→ Problem details:
Reproduce in full the stretch of items from the line containing "Where can you see the green" through the line containing "point(984, 748)", shifting each coordinate listed under a "Markers:" heading by -35. Leave all other lines and numbers unchanged.

→ Material provided:
········
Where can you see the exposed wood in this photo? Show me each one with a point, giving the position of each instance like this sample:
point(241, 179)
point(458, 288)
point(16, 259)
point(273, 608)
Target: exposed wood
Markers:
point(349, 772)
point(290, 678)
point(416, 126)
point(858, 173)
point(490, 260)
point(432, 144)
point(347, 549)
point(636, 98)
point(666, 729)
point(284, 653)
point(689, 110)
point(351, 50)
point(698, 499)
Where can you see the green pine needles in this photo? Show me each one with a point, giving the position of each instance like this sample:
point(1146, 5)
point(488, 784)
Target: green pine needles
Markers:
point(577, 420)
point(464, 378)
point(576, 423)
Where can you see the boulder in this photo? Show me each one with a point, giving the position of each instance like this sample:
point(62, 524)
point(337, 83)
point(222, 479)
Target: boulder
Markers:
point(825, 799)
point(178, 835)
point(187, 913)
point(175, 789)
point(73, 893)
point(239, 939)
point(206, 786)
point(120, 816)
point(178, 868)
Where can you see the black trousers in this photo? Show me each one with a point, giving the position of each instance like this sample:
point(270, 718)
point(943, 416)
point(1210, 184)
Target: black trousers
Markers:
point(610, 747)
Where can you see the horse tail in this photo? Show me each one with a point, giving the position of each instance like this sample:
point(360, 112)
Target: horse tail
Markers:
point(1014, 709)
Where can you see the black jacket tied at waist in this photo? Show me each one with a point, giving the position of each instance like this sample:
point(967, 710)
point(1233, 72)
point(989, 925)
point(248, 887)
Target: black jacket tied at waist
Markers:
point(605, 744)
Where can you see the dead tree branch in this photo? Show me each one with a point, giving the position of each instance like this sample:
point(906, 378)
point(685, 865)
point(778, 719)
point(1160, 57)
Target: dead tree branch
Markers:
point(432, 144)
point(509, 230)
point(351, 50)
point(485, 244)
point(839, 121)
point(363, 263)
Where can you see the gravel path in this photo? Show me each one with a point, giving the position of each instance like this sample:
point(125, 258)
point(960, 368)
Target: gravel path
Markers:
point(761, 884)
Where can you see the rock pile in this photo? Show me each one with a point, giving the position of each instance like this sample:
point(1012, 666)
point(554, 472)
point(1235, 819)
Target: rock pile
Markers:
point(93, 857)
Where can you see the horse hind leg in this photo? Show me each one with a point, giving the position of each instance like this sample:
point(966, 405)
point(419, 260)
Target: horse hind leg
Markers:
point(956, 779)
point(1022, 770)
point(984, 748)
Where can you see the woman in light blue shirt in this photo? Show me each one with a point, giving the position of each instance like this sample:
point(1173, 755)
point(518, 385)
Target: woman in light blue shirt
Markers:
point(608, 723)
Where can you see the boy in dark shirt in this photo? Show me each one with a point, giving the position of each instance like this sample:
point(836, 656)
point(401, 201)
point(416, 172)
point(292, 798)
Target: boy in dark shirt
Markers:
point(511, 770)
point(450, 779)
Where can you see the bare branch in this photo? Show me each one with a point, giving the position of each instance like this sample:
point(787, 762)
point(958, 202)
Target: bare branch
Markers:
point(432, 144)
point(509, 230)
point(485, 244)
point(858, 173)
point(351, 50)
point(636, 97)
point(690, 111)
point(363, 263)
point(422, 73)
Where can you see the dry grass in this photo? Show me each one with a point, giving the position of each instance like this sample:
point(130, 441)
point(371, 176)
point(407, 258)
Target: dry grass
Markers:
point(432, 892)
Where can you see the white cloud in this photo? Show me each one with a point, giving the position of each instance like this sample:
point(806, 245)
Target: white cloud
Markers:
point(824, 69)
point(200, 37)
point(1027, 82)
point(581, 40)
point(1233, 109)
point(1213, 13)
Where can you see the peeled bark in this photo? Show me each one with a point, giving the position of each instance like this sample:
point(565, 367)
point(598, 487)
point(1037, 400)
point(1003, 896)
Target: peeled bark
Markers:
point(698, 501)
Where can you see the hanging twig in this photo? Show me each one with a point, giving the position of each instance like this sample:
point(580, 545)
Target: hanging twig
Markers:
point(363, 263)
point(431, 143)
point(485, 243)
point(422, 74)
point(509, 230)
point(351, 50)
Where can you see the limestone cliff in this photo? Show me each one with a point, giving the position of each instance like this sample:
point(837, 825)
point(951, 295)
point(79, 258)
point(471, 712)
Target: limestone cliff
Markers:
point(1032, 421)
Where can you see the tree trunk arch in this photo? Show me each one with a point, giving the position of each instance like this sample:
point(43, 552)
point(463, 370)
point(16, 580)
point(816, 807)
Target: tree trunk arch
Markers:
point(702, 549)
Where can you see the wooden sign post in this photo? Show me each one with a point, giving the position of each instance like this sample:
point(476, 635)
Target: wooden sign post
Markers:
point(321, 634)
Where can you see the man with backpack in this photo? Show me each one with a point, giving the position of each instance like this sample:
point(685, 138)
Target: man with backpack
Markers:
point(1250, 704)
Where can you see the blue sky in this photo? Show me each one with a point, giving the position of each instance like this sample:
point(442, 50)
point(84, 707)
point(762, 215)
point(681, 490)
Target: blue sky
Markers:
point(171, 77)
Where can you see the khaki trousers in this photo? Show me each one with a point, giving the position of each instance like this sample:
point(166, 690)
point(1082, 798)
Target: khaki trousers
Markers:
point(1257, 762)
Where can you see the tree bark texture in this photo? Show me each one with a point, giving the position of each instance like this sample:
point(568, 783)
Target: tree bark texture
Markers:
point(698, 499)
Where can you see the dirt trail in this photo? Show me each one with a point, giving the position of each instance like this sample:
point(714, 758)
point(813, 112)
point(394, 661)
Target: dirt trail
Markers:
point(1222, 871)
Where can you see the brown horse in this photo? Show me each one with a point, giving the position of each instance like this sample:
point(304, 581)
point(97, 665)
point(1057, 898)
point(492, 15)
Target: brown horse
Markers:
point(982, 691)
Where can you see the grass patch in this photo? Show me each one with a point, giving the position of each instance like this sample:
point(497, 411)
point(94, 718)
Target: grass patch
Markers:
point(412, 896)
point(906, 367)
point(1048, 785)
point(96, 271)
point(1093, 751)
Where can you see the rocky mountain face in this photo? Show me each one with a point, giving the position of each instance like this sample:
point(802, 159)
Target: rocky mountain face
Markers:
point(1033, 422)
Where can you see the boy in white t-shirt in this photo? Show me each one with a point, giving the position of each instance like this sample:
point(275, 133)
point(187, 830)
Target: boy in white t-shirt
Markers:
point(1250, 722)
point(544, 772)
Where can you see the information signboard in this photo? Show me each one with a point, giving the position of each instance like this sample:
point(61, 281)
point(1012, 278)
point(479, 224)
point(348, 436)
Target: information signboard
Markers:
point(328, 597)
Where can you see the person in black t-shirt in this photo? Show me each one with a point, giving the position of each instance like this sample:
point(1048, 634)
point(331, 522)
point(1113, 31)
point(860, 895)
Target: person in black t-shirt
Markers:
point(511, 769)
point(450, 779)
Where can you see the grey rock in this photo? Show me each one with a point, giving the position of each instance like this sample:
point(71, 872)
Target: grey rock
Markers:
········
→ Worked solution:
Where can you see the green pine needles in this photo? Show me each one with a point, giving the position of each instance like this sample:
point(1146, 5)
point(488, 784)
Target: green pine needles
Markers:
point(542, 385)
point(429, 343)
point(541, 388)
Where can you see the boulder in this photo? Show me each one with a point, giving the position of each instance like this sample:
point(62, 524)
point(337, 83)
point(222, 479)
Target: boulder
Markers:
point(790, 764)
point(143, 800)
point(152, 878)
point(140, 754)
point(38, 858)
point(204, 904)
point(171, 751)
point(85, 781)
point(143, 833)
Where can you see the black trousers in this photo? Show me each one with a point, giving the position of each instance like this sample:
point(270, 718)
point(943, 416)
point(1210, 184)
Target: black trousers
Markers:
point(575, 712)
Where can you see the horse tail in this photo? Show me each one with a point, giving the position of each instance like this sample:
point(360, 112)
Target: horse tail
Markers:
point(979, 674)
Where can you see the black jacket tied at waist in this photo? Show me each one with a point, giving the position of each instance like this sample:
point(967, 710)
point(1233, 72)
point(989, 925)
point(248, 887)
Target: black jacket tied at waist
Markers:
point(570, 709)
Where can you see the dead tree branch in this photo? Show me each one with a point, giving the position of each instance like this sample:
point(906, 378)
point(685, 865)
point(778, 719)
point(1160, 57)
Target: dead tree branch
Markers:
point(397, 109)
point(474, 195)
point(316, 15)
point(450, 209)
point(804, 86)
point(328, 228)
Where can you see the gravel path in this photo? Show me each one with a point, giving the position of each instance like this sample:
point(125, 258)
point(960, 368)
Target: gravel path
Markers:
point(726, 849)
Where can you see the rock pile in this photo? Show me each one with a point, giving the position of each instance like this sample:
point(1012, 666)
point(554, 472)
point(1235, 819)
Target: rock pile
Markers:
point(58, 822)
Where can you see the horse hind leg in this photo? Show me each one with a point, giving the position of each instance like this sample:
point(966, 405)
point(419, 260)
Target: horse hind leg
Markers:
point(921, 744)
point(987, 735)
point(949, 713)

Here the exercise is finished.